::: Data rows
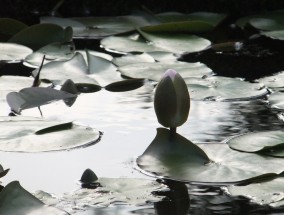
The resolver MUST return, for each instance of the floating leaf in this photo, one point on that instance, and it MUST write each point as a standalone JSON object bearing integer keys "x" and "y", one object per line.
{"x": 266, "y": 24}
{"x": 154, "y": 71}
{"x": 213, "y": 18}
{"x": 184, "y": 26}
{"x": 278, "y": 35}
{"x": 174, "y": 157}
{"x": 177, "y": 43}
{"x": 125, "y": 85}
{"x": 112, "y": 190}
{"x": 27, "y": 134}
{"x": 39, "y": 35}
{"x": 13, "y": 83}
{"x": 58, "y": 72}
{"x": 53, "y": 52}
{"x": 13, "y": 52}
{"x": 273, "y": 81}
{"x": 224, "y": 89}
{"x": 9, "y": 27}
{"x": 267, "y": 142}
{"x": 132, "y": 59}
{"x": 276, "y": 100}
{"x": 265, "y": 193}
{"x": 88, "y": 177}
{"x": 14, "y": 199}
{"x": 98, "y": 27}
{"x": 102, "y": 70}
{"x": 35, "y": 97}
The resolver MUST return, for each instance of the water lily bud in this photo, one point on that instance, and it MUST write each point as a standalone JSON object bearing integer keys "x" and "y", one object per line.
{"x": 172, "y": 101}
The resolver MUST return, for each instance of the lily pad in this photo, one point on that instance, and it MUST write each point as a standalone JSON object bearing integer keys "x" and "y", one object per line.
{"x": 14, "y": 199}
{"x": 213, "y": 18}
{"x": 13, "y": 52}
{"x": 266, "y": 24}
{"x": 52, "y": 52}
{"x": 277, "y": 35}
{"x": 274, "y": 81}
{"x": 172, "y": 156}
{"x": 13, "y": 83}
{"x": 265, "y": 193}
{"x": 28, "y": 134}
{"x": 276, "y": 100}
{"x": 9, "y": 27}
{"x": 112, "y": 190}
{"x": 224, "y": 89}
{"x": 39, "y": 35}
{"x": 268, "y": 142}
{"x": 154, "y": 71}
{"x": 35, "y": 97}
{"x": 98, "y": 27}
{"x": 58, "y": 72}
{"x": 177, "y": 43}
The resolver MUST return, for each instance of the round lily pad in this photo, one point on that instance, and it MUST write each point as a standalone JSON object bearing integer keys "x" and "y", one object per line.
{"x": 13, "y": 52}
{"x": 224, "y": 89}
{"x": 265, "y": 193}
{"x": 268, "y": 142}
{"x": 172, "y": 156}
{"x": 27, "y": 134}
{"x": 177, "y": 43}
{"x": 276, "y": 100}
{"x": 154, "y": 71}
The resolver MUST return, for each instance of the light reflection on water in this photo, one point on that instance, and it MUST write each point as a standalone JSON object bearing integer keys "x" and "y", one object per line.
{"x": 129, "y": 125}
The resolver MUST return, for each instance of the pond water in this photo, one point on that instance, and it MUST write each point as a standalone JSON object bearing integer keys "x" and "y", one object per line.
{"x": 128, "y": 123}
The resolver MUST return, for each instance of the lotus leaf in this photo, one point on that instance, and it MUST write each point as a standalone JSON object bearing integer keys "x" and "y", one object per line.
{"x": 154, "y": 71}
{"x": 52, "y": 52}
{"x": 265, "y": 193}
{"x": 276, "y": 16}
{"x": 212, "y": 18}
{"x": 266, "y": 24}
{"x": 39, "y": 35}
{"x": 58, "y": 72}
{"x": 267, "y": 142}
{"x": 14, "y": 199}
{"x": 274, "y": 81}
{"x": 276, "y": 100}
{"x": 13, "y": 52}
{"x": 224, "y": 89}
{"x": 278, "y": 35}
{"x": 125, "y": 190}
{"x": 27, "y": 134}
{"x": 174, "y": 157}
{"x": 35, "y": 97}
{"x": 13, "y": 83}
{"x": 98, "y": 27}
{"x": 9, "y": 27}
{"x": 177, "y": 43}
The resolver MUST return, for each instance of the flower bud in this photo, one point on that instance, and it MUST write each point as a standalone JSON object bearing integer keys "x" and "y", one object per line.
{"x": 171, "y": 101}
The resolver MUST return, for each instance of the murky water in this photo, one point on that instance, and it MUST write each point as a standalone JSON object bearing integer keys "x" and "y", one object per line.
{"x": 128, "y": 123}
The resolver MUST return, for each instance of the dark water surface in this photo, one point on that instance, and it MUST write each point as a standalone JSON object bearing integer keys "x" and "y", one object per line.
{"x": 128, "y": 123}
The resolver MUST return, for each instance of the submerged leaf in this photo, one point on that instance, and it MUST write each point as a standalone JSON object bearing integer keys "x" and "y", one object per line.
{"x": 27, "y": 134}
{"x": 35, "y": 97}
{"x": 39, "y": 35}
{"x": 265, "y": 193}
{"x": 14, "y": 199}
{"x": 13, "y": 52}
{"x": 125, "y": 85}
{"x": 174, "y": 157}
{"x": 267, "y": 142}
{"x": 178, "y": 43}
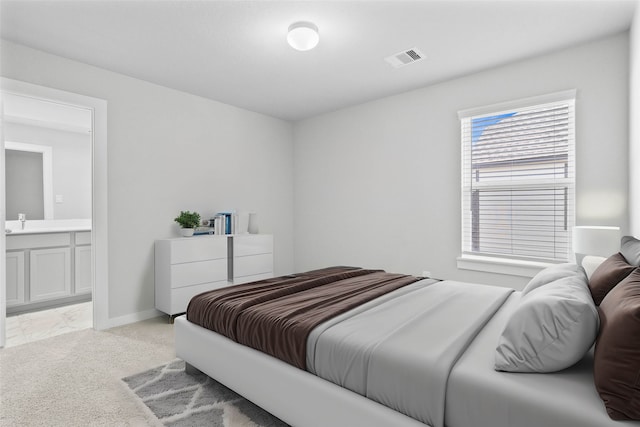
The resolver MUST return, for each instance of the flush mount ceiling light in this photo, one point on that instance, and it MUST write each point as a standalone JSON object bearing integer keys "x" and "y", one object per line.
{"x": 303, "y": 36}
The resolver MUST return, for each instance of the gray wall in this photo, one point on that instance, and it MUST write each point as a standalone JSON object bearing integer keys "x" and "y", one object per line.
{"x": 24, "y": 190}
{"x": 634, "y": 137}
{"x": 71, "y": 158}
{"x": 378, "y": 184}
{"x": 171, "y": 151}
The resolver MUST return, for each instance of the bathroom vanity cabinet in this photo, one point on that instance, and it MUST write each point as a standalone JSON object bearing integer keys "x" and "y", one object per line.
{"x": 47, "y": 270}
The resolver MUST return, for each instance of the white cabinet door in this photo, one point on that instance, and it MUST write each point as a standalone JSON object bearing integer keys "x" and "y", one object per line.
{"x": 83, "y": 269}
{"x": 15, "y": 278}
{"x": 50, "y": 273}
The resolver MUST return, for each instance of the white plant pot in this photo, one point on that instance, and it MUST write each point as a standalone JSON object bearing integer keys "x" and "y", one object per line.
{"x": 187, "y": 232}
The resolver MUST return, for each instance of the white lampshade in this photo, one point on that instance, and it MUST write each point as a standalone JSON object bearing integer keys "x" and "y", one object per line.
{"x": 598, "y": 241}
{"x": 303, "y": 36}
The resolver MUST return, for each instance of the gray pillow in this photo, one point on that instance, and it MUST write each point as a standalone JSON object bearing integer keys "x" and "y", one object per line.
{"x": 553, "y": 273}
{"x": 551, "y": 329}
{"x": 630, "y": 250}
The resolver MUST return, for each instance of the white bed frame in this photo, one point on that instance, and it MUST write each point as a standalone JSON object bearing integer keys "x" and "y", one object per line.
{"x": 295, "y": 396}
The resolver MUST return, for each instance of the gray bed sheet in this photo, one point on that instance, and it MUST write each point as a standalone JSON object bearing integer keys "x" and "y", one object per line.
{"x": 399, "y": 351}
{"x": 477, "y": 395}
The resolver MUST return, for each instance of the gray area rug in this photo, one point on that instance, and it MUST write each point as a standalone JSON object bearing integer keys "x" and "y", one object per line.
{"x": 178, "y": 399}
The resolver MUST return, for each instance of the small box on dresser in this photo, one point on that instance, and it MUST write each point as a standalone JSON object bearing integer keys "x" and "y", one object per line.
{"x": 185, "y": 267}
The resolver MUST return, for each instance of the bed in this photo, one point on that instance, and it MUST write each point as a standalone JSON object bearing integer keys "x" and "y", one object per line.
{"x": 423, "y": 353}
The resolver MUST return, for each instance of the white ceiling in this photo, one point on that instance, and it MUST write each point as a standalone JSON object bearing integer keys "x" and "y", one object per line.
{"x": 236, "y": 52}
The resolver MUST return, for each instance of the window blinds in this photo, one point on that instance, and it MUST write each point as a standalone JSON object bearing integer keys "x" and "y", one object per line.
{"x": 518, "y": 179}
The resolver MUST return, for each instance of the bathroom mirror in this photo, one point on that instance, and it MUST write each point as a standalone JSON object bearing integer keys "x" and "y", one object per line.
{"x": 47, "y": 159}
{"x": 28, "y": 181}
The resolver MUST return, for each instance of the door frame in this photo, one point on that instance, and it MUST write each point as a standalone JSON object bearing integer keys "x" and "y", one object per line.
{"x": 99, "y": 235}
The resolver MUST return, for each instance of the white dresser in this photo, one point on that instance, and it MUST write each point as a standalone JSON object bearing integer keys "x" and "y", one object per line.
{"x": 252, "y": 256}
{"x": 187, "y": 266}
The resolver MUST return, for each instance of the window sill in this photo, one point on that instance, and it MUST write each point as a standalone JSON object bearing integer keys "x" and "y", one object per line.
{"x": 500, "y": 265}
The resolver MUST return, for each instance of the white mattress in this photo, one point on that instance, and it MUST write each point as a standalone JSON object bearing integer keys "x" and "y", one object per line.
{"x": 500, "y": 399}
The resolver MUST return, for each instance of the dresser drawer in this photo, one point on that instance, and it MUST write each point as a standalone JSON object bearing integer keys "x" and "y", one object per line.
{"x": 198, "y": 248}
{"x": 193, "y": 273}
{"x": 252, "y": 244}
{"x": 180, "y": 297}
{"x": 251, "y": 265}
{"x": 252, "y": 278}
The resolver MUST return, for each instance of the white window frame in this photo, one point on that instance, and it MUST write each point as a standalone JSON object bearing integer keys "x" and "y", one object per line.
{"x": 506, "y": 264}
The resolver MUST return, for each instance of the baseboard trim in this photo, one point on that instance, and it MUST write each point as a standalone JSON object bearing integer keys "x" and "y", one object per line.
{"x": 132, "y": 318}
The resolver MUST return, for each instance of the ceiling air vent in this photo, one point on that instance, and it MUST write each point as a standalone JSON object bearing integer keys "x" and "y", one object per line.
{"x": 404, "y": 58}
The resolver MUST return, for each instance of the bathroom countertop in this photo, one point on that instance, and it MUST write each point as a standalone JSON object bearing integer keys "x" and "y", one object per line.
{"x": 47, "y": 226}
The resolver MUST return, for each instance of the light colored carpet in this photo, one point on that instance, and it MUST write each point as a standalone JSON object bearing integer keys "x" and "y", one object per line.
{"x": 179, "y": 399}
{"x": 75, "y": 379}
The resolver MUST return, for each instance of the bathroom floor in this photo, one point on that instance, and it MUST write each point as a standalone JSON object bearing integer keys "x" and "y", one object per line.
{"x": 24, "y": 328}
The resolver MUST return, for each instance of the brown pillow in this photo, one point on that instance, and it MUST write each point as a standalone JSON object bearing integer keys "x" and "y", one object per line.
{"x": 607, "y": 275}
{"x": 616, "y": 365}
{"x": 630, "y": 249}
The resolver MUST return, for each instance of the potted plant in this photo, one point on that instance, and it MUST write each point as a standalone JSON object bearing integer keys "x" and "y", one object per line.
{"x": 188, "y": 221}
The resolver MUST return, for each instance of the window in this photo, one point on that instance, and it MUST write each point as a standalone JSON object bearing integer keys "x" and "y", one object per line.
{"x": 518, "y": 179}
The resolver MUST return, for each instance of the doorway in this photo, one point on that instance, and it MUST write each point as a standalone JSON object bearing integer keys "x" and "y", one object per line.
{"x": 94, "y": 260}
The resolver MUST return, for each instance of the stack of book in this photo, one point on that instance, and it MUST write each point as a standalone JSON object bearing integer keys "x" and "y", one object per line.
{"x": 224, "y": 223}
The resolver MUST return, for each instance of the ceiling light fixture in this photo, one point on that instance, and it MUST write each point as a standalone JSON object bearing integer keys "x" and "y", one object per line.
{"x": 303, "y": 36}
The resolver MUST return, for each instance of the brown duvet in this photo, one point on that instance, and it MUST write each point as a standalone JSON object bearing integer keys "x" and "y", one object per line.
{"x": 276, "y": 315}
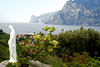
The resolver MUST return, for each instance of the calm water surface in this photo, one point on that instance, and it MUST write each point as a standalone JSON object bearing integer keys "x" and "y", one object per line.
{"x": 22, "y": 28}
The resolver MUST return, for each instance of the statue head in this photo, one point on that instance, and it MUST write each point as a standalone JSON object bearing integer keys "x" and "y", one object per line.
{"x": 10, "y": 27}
::::::
_Task prompt_: Rewrite the lines beginning with the one that contains "The resolver MUST return, for each instance of the ceiling light" and continuing through the last line, substituting "responder" for every "resolver" and changing nothing else. Leave the pictures out of your answer.

_Written response_:
The responder MUST return, for each instance of the ceiling light fixture in this photo, one point on that instance, and it MUST write each point as a standalone JSON object bearing integer keys "x" and "y", one object per line.
{"x": 303, "y": 36}
The responder MUST return, for each instance of the brown duvet in this photo, one point on that instance, and it MUST write each point as a standalone JSON object bearing integer keys "x" and "y", one object per line.
{"x": 276, "y": 315}
The responder MUST return, for each instance of the calm water surface in this photo, one point on that instance, and it MUST write each point as a standalone JSON object bearing integer keys "x" and "y", one object per line.
{"x": 22, "y": 28}
The responder MUST return, for each instance of the statue head in this photo, one point on that instance, and it MUST write each point as a standalone JSON object bearing integer keys "x" and "y", one object per line.
{"x": 10, "y": 27}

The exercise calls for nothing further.